## [PROBLEMS]
[1] Check each statement against the MDF vs. plywood thread below, answering yes or no and quoting the words from the thread that decide it: (a) The first poster needs dados 3/8 deep in 3/4 MDF. (b) The first poster has not used a router since high school, about 25 years ago. (c) The reply from Noob puts MDF thickness variation at about four hundredths of an inch.
[2] In the MDF vs. plywood thread below, what did the first poster install on a door the other day?
[3] Go on with the MDF vs. plywood thread below, picking up right after its last line.

# MDF vs. Plywood



## Vethraxx (Feb 23, 2010)

Hello all. I am new to routers. I have not touched one since high school.. er 25 years ago  However I am jumping right in. I put hinges on a door the other day. 

Here is my question. How accurate is the thickness of 3/4 MDF? I know from reading that it is suggested for 3/4 ply that you use the 23/32 or 1/2 bit. Does the same apply to MDF as well? I need to create dados in 3/4 MDF that are 3/8 deep.

Thank You.


----------



## Noob (Apr 18, 2009)

I think I read that MDF is +-.004 inch (4 thousandths of an inch) per 4 feet length, or something like that.


----------



## Drew Eckhardt (Aug 2, 2008)

Vethraxx said:


> Hello all. I am new to routers. I have not touched one since high school.. er 25 years ago  However I am jumping right in. I put hinges on a door the other day.
> 
> Here is my question. How accurate is the thickness of 3/4 MDF? I know from reading that it is suggested for 3/4 ply that you use the 23/32 or 1/2 bit. Does the same apply to MDF as well? I need to create dados in 3/4 MDF that are 3/8 deep.

## [PROVIDED DATA]

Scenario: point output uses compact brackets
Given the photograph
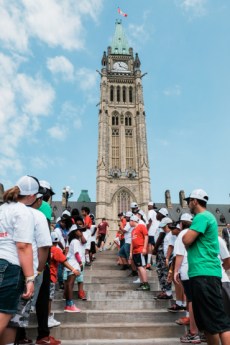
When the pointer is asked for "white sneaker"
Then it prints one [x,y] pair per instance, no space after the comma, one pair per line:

## [RESULTS OF THE EXERCISE]
[1]
(a) Yes: "I need to create dados in 3/4 MDF that are 3/8 deep."
(b) Yes: "I have not touched one since high school.. er 25 years ago"
(c) No: "MDF is +-.004 inch (4 thousandths of an inch) per 4 feet length"

[2] Hinges.

[3]
> 
> Thank You.


MDF is spot-on. I've measured pieces that were .750 +/- .001". Metric 19mm MDF should start at .748".


----------



## TwoSkies57 (Feb 23, 2009)

Been my experience as well with MDF... on the money..


----------



## bobj3 (Jan 17, 2006)

The new MDF is going the same way as plywood,,, 
Just like many things, higher price for the smaller size..

=====


----------



## Vethraxx (Feb 23, 2010)

Thank you for your replies


----------



## Dr.Zook (Sep 10, 2004)

Welcome to the RouterForums Chris. Thanks for being here.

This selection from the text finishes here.